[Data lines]
▬▬▬
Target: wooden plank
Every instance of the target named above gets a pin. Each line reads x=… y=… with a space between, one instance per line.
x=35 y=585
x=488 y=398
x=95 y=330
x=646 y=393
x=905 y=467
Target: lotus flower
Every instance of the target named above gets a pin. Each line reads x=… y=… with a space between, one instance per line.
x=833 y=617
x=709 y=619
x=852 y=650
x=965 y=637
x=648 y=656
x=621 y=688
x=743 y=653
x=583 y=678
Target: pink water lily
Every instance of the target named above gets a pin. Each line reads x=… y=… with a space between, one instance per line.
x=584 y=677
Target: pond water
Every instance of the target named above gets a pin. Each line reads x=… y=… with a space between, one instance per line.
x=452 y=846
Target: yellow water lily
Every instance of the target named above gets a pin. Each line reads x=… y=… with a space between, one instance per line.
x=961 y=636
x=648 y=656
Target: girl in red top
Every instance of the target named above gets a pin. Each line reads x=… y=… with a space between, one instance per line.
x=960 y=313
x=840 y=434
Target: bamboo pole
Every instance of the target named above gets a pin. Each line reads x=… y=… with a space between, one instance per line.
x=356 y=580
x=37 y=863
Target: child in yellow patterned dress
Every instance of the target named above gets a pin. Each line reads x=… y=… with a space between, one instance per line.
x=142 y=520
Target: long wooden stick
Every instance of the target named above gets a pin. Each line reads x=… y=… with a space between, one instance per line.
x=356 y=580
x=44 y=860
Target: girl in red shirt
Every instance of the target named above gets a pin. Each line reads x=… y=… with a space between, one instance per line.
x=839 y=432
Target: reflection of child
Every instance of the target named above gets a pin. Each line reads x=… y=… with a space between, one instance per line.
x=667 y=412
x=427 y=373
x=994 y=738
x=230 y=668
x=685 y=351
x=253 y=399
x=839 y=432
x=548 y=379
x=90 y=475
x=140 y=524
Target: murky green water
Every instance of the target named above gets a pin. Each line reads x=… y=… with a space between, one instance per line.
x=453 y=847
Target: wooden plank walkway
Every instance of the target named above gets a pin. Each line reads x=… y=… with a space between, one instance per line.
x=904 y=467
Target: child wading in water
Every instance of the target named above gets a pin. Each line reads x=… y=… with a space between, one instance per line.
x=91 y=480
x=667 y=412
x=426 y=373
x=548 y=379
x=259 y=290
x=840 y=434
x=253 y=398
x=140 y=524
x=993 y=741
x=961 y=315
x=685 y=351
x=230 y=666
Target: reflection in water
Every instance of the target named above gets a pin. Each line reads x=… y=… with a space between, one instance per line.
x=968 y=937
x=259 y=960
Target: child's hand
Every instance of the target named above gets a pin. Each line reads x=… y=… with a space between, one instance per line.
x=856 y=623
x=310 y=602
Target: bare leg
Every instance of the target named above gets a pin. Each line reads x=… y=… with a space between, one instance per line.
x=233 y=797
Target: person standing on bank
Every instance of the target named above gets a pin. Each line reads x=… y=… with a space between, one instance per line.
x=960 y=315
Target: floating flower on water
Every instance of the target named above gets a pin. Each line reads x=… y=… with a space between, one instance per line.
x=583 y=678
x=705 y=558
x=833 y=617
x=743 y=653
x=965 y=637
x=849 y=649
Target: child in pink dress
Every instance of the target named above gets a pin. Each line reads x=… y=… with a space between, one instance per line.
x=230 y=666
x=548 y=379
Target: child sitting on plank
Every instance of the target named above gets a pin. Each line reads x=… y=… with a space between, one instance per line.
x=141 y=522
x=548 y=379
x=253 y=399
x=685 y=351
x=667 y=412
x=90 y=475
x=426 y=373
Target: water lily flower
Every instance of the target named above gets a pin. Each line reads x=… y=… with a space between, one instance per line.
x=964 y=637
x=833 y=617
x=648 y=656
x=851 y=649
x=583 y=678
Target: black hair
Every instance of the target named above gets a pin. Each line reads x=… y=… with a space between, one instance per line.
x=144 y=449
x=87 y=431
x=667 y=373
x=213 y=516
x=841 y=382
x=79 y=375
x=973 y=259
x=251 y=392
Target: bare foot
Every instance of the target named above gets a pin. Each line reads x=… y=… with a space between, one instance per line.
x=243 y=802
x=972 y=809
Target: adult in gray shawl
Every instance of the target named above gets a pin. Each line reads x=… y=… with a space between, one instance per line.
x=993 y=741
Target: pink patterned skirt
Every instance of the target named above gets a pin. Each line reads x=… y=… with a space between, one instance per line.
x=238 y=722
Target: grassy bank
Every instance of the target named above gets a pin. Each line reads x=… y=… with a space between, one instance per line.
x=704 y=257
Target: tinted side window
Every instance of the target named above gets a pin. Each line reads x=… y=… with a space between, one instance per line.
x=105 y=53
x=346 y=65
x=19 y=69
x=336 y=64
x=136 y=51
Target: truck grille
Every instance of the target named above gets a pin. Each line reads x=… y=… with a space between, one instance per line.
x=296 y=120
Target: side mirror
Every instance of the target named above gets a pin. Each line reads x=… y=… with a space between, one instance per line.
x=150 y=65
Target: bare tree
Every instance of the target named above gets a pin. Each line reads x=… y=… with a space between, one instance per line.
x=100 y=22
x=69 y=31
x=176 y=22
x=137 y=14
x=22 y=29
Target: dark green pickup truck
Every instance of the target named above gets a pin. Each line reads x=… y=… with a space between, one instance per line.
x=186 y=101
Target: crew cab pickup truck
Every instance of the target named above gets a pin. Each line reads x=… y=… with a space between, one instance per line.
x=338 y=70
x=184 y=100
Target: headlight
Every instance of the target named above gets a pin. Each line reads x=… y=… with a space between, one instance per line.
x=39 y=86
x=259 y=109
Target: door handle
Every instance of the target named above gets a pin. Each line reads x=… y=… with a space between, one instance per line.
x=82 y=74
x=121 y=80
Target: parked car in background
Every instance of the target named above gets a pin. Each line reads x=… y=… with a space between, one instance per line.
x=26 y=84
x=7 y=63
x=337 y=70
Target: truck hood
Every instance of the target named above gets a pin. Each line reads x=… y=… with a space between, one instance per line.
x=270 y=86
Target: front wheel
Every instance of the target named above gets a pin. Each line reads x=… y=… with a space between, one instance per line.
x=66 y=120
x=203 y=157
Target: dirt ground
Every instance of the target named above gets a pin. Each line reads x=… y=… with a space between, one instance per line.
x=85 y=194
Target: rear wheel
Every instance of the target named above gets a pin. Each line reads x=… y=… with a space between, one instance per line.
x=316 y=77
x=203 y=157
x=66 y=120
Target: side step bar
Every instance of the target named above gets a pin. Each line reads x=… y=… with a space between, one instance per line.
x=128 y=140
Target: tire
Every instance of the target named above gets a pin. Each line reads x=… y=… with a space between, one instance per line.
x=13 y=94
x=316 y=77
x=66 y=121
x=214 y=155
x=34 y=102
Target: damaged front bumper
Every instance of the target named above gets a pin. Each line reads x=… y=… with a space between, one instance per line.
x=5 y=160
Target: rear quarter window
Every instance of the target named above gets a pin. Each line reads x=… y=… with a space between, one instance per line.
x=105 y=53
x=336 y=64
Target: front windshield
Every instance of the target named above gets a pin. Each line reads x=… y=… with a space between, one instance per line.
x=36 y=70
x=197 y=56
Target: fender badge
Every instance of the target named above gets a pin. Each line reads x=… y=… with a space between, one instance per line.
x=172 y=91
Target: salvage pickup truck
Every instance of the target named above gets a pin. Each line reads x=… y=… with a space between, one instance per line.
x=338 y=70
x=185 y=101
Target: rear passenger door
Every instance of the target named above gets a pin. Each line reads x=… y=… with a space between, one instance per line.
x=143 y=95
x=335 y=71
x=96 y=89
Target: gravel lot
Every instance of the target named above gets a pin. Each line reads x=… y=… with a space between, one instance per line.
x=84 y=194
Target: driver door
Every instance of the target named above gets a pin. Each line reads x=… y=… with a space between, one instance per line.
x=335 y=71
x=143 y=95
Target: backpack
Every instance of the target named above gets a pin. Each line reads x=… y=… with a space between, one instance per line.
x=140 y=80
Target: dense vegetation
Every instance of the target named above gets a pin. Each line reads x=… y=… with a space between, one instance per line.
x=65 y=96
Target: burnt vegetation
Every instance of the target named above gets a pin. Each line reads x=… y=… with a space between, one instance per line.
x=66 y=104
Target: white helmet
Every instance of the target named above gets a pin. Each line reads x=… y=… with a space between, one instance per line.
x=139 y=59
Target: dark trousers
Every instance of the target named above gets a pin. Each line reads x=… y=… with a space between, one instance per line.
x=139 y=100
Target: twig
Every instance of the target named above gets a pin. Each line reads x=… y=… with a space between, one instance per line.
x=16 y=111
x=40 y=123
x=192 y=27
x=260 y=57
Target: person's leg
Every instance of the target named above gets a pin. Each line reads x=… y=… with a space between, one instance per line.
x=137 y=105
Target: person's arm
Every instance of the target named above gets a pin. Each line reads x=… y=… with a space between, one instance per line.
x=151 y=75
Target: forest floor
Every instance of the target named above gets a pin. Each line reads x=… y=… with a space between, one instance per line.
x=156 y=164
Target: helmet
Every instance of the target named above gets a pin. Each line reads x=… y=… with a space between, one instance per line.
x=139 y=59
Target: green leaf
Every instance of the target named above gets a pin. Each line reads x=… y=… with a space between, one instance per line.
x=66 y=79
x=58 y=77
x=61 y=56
▬▬▬
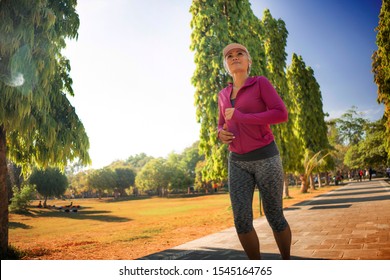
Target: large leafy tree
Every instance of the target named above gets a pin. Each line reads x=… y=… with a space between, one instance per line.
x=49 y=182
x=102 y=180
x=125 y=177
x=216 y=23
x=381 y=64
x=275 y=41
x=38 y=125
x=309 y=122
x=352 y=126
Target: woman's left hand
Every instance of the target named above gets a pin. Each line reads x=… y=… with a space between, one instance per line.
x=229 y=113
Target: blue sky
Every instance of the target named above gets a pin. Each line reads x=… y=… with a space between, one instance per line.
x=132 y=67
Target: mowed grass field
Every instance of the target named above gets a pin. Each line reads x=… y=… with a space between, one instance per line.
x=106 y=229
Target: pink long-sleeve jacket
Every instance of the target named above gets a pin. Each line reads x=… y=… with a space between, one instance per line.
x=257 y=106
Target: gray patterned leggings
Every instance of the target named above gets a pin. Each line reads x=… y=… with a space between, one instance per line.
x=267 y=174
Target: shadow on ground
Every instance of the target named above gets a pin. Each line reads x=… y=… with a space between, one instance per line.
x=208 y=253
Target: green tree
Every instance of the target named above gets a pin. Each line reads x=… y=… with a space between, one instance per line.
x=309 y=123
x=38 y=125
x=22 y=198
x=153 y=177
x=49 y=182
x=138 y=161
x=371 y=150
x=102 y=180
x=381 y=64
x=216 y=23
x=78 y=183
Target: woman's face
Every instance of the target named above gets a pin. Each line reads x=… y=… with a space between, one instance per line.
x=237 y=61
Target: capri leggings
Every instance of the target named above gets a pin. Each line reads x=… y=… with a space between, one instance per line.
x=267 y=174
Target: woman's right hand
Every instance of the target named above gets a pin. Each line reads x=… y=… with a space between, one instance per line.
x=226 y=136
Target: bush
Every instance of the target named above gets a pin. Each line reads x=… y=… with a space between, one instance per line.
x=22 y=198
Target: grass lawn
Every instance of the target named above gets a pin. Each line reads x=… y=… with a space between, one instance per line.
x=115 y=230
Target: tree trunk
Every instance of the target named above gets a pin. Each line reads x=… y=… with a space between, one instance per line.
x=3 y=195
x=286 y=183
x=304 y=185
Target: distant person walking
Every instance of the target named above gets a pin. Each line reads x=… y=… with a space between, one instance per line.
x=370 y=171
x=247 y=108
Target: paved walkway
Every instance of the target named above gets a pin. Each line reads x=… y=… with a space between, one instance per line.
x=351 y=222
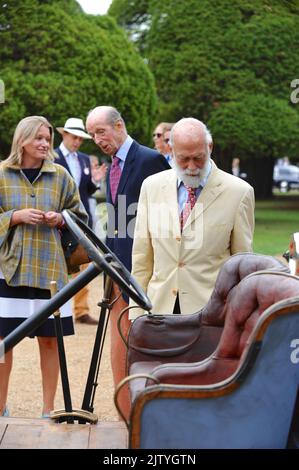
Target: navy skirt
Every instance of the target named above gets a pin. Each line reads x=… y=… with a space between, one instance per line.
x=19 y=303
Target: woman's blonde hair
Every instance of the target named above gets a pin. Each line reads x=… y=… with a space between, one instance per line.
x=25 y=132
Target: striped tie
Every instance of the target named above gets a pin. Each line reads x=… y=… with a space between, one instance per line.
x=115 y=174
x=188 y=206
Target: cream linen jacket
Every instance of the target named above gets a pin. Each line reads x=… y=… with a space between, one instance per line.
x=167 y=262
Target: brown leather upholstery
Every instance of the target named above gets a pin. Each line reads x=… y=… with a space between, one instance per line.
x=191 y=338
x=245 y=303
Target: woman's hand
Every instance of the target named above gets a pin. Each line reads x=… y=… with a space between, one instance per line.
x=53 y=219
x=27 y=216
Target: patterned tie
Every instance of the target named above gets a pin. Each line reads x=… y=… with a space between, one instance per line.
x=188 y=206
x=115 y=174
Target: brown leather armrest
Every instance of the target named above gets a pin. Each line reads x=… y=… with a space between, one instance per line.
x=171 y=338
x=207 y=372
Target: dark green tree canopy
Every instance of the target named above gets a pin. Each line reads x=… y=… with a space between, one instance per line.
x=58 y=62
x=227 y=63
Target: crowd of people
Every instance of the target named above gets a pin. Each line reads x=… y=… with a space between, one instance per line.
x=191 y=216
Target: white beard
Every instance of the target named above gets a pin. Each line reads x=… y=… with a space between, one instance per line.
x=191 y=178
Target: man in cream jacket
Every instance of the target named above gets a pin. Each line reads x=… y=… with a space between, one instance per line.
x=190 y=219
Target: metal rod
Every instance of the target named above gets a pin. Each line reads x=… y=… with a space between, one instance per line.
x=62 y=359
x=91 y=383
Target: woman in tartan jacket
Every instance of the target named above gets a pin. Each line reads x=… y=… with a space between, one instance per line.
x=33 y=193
▬▬▬
Goal - Recast everything in the records from the line containing "Target: bush" down to the line containing "x=304 y=185" as a JSON array of strings, one string per line, skipping blank lines.

Solution for this problem -
[
  "Target: bush",
  "Every instance of the target named above gets a pin. Each line reads x=… y=… with a space between, one instance per line.",
  "x=22 y=198",
  "Target: grass lawn",
  "Every instance of the target named above gets a pin. Each line reads x=… y=… with a space between, one instance per line.",
  "x=115 y=230",
  "Target: tree trunk",
  "Every instance of the target named above gets a pin. Each line reads x=… y=… with a space between, one instance per line.",
  "x=3 y=195",
  "x=286 y=183",
  "x=304 y=185"
]